## SOURCE EXTRACT
┌────────
JEFF CAPLAN'S MY MINUTE OF NEWS
Jeff Caplan’s Minute of News: The Paris Olympics might stink
Apr 25, 2024, 5:00 AM | Updated: 8:52 am
(AP Photo/Michel Euler)
Editor’s note: This is an editorial piece. An editorial, like a news article, is based on fact but also shares opinions. The opinions expressed here are solely those of the author and are not associated with our newsroom.
SALT LAKE CITY — The excitement is building toward the morning of Pioneer Day. While most of us are still asleep, Olympic officials in Paris are expected to announce that Salt Lake City has won the Winter Games for 2034.
The announcement will be made in Paris because that’s where the Summer Games will begin two days later. So fasten your chapeau. Let’s go to Paris! Come on.
Okay, here we are in Paris, the city of lights, the city of romance. I’m wearing a beret to blend in. Here along the banks of the river Seine, over there, that’s the Eiffel Tower! But wait, we always talk about the beautiful banks of the Seine, but it’s just a river through the middle of the city with no riverbanks. Just concrete walls along the sides. And ew. It smells. And not like roses, so forget the romance. Paris has a sewage problem.
└────────
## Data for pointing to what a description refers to
┌────────
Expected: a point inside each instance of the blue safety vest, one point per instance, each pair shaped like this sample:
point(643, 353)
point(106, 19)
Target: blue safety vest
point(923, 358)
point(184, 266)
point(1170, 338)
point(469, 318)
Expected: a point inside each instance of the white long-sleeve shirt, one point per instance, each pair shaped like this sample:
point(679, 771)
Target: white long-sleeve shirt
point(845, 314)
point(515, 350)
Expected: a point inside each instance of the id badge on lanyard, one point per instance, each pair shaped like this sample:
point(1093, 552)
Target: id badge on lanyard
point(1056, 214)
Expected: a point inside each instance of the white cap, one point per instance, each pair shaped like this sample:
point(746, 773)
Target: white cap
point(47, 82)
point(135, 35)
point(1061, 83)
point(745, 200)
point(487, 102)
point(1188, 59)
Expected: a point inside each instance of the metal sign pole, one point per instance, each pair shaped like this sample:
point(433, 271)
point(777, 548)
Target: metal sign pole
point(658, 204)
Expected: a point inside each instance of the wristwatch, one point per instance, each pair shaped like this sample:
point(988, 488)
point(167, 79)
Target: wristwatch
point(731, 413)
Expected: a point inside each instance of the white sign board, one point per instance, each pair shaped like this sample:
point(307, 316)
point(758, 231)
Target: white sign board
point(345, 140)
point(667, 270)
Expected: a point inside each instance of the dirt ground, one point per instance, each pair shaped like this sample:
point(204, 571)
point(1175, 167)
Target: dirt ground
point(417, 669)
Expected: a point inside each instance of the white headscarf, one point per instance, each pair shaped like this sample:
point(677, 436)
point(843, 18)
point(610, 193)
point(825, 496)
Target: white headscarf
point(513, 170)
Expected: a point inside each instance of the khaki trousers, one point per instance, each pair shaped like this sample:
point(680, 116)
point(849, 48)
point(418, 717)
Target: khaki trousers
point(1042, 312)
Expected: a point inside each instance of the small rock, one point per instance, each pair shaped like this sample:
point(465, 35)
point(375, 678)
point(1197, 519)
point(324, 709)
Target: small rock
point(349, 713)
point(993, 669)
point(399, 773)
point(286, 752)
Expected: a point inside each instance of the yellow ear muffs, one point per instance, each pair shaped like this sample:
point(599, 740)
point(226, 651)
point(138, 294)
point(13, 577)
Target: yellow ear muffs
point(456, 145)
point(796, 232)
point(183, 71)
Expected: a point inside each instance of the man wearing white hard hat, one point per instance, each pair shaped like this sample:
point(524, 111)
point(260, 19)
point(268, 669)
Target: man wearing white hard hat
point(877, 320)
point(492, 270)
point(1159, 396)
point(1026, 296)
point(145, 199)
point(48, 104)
└────────
## ACTIVITY
Carry on the opinion piece about the Paris Olympics from the point where it stops. The entries aren't needed for this work.

## REPLY
Most of it generated by the two million residents ends up in the Seine, which will be used for long-distance swimming events in the Olympics.
Paris promised to clean it up but this spring, the bacteria level in the river is 20 times what’s allowed by sporting officials. Consider this, long-distance swimmers typically swallow an ounce of water an hour. It’d be like drinking out of a toilet bowl. Before the flush.
Paris could suffer a huge pink eye because the promise to clean up the river was unkept. Just a reminder as we wait for Utah’s Olympic Games that if you don’t get it right, your reputation can turn to… how do you say? Poop.